▶ THE TASK
Give again, word for word, every line in the entries below from the line with "marking the sidewalk" up to and including the line with "marking the white", and no other line.

[Dataset entries]
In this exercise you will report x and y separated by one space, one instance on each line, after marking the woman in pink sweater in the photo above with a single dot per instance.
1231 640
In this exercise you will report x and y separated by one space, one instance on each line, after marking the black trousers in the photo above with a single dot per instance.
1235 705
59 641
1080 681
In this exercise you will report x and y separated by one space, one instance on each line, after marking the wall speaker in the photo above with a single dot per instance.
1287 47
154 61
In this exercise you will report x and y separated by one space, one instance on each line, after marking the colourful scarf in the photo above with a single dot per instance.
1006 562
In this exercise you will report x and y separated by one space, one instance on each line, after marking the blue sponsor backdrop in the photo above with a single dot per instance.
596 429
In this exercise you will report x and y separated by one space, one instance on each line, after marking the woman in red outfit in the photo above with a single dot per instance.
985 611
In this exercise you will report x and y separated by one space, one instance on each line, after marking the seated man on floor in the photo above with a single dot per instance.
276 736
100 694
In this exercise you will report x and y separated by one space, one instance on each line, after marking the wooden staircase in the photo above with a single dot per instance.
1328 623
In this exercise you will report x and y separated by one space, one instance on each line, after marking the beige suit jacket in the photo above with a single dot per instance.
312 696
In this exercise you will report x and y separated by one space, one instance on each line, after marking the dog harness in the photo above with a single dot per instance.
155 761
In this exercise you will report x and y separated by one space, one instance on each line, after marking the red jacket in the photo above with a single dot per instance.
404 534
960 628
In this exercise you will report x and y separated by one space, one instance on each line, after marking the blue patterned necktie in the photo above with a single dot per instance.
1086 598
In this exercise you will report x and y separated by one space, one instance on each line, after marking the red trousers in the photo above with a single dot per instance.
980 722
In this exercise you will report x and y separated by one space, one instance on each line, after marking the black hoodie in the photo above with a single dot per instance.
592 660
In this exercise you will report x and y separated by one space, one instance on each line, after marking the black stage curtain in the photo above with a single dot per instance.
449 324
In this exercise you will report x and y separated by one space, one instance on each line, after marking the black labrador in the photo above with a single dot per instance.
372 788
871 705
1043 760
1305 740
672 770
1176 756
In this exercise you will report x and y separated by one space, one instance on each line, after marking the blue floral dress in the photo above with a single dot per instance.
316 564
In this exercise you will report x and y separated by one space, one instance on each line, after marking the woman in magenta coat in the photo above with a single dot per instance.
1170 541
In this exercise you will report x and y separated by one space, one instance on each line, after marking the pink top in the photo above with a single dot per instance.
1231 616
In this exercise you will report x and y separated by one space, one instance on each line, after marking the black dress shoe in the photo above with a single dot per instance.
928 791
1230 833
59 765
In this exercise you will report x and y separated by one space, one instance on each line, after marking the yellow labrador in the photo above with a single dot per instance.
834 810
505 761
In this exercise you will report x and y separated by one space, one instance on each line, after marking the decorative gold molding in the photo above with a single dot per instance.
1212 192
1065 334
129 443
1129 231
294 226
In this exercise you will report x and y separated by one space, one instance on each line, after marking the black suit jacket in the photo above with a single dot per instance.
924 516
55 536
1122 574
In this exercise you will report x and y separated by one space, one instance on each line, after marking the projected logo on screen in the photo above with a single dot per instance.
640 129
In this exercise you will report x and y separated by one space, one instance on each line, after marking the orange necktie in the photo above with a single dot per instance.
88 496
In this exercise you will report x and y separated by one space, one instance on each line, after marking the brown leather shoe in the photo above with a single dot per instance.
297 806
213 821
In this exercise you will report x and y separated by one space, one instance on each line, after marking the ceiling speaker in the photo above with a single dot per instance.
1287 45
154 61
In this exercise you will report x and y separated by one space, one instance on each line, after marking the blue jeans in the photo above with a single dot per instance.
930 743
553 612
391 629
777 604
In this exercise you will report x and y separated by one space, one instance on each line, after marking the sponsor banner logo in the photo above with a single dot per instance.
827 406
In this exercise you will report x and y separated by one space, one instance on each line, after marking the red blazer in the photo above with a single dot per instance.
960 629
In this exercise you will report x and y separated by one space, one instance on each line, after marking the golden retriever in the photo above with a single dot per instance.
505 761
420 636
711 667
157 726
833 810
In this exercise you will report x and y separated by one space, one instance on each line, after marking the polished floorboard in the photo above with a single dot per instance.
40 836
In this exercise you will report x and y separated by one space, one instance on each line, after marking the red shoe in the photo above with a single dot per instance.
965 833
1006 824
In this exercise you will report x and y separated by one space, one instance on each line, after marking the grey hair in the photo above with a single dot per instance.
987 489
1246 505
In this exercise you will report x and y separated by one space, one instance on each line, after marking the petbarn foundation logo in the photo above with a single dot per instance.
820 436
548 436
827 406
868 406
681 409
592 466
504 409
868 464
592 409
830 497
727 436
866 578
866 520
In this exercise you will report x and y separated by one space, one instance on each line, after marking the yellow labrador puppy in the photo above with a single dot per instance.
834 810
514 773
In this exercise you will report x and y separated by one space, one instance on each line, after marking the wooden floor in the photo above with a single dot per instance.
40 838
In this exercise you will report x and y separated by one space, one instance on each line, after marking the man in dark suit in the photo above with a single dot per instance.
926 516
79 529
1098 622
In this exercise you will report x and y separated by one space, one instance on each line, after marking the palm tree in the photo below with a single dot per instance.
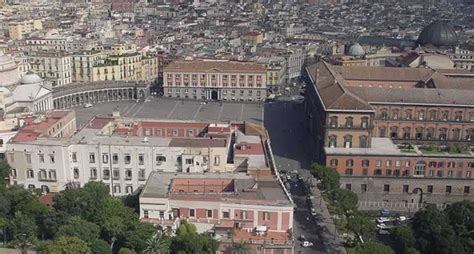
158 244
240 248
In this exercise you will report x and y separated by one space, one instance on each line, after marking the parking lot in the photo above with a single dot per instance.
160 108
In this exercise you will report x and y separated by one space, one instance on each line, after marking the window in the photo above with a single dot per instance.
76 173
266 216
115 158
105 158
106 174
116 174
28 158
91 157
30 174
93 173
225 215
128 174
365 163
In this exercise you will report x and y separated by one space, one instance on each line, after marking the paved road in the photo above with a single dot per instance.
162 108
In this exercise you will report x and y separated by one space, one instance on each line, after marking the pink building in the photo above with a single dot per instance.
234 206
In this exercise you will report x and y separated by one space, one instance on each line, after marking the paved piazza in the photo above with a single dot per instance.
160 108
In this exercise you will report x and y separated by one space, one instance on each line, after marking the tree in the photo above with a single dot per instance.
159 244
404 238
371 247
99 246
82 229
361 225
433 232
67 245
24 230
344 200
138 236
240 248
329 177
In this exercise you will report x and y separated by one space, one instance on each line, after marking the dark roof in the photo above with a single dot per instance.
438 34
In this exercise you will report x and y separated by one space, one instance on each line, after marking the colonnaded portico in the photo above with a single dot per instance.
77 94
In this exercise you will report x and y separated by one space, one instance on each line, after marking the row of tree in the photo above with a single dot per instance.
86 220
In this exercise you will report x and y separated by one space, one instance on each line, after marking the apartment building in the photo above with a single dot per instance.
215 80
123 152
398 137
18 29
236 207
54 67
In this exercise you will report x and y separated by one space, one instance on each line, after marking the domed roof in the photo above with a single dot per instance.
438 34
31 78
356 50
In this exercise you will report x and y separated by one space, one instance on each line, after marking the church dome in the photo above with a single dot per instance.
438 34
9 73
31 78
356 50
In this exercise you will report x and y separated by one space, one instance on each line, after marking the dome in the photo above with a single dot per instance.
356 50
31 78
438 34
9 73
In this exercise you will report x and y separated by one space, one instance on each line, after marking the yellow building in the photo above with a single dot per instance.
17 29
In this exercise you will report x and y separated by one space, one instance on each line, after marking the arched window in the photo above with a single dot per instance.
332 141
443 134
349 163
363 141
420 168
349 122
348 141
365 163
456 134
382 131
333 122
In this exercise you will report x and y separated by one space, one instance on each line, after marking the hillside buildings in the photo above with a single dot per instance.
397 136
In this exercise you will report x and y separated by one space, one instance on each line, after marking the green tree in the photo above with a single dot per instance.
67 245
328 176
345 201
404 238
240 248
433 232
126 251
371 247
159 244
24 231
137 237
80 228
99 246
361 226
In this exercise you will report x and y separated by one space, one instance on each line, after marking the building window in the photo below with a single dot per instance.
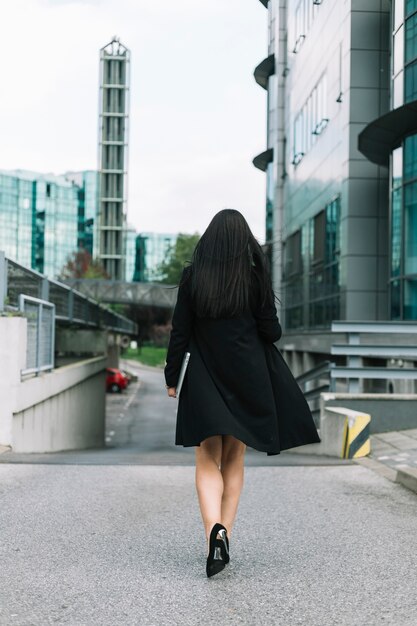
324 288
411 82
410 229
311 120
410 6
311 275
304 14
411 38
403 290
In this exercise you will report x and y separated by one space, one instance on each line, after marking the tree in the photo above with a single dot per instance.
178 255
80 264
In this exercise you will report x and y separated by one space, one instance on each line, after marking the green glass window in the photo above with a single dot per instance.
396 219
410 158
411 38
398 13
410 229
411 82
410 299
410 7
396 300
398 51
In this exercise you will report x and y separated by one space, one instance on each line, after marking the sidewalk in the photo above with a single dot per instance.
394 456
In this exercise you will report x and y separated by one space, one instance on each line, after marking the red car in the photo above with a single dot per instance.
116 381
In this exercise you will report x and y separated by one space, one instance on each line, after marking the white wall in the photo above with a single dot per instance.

---

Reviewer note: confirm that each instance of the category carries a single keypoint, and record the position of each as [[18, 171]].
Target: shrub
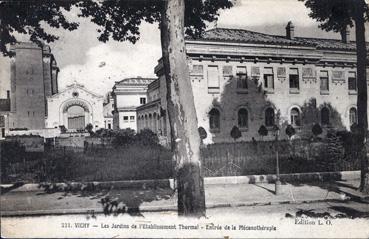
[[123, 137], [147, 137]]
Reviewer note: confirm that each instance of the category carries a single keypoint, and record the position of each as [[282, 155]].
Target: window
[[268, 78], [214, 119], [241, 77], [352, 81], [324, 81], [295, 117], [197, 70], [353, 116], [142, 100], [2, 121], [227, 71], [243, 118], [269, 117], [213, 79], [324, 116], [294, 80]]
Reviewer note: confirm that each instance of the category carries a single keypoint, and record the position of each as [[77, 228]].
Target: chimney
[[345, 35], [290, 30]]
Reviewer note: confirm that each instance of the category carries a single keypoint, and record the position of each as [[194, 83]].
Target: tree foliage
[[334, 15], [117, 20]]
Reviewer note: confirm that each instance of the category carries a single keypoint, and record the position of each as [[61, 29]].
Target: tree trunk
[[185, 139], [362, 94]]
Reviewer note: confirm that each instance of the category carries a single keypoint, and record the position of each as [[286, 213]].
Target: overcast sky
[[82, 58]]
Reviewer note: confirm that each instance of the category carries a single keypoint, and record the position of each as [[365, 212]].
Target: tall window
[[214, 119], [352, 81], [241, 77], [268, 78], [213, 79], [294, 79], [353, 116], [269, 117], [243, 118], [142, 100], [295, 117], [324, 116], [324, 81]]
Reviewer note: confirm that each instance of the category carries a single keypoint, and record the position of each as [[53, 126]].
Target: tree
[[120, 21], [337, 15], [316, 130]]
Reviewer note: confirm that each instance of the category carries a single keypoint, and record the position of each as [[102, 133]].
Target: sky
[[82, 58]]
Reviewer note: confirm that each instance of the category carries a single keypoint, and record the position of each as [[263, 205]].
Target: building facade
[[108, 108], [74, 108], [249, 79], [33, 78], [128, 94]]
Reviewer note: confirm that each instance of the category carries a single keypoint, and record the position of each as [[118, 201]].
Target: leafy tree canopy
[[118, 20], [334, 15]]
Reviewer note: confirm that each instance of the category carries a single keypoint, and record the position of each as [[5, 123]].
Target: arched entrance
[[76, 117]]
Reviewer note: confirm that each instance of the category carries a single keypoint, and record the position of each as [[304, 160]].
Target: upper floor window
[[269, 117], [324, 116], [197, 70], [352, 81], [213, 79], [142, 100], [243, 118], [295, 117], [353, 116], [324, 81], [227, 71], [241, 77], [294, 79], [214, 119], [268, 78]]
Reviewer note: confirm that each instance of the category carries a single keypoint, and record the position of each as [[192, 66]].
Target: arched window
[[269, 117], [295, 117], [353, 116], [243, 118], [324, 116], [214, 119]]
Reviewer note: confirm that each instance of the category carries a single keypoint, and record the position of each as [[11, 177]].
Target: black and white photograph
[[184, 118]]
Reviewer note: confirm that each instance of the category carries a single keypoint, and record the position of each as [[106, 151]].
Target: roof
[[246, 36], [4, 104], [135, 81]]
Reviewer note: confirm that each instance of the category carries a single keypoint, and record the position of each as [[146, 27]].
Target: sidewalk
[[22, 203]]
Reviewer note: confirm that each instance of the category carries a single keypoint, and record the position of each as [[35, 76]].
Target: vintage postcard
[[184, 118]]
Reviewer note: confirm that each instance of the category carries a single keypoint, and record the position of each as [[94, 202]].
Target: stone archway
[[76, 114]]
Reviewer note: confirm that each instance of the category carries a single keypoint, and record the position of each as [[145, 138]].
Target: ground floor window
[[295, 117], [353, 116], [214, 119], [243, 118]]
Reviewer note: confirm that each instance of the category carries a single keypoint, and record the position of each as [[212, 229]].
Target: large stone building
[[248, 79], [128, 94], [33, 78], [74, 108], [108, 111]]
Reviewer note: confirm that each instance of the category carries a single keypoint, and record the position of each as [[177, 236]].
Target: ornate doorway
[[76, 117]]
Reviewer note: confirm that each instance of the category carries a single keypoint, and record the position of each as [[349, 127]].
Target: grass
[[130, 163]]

...

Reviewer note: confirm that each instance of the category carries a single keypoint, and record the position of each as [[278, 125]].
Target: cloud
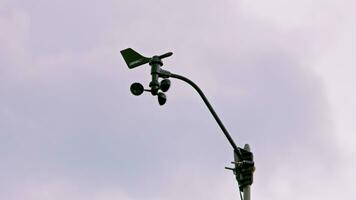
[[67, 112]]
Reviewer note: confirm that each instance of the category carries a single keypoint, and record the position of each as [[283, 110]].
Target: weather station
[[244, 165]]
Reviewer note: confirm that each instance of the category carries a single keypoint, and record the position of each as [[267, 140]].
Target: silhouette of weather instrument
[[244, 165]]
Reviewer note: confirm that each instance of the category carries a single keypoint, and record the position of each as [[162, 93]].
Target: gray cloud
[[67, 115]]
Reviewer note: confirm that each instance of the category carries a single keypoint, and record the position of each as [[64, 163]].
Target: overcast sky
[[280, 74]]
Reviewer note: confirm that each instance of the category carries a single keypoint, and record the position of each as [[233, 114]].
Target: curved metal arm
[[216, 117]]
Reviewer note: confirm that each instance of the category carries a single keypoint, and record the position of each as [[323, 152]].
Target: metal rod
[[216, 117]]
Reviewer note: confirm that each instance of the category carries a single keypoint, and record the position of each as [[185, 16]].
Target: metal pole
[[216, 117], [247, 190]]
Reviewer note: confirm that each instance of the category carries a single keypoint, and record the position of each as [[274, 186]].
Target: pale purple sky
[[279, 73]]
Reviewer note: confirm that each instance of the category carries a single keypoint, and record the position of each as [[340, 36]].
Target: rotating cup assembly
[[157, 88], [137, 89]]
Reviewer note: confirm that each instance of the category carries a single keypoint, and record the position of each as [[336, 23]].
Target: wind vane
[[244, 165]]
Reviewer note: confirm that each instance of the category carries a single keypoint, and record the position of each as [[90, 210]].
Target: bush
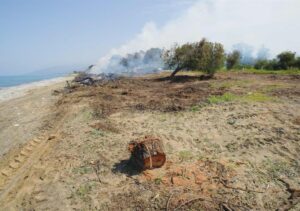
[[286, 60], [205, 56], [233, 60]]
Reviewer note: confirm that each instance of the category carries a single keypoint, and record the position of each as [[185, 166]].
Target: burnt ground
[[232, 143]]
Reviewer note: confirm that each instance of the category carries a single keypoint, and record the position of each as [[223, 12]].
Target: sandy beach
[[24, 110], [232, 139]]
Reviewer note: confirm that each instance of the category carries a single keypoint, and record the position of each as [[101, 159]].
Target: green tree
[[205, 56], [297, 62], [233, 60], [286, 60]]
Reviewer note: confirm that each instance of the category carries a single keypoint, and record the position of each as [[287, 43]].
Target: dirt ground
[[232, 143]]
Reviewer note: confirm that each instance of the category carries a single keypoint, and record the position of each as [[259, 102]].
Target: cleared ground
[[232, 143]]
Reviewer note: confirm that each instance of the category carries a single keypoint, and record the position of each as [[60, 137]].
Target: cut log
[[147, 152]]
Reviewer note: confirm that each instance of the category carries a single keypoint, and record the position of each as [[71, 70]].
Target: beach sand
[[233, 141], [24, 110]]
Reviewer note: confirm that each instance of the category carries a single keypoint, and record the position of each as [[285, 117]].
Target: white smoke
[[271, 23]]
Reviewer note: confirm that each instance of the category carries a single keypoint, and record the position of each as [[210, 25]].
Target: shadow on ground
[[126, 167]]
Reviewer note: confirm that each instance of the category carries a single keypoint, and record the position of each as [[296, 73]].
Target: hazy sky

▶ RESULT
In this exercise you will report x and y separated by one space, one instance on each line, after marking the sidewalk in the photo above with a single dot per instance.
394 456
In this exercise you will report x and y separated by one space, one instance on each line, after marking the red car in the photo above with a single dot per instance.
116 381
In this exercise you will report x and y separated by one space, one instance on each line, after marking the white wall in the photo above with a single dot per instance.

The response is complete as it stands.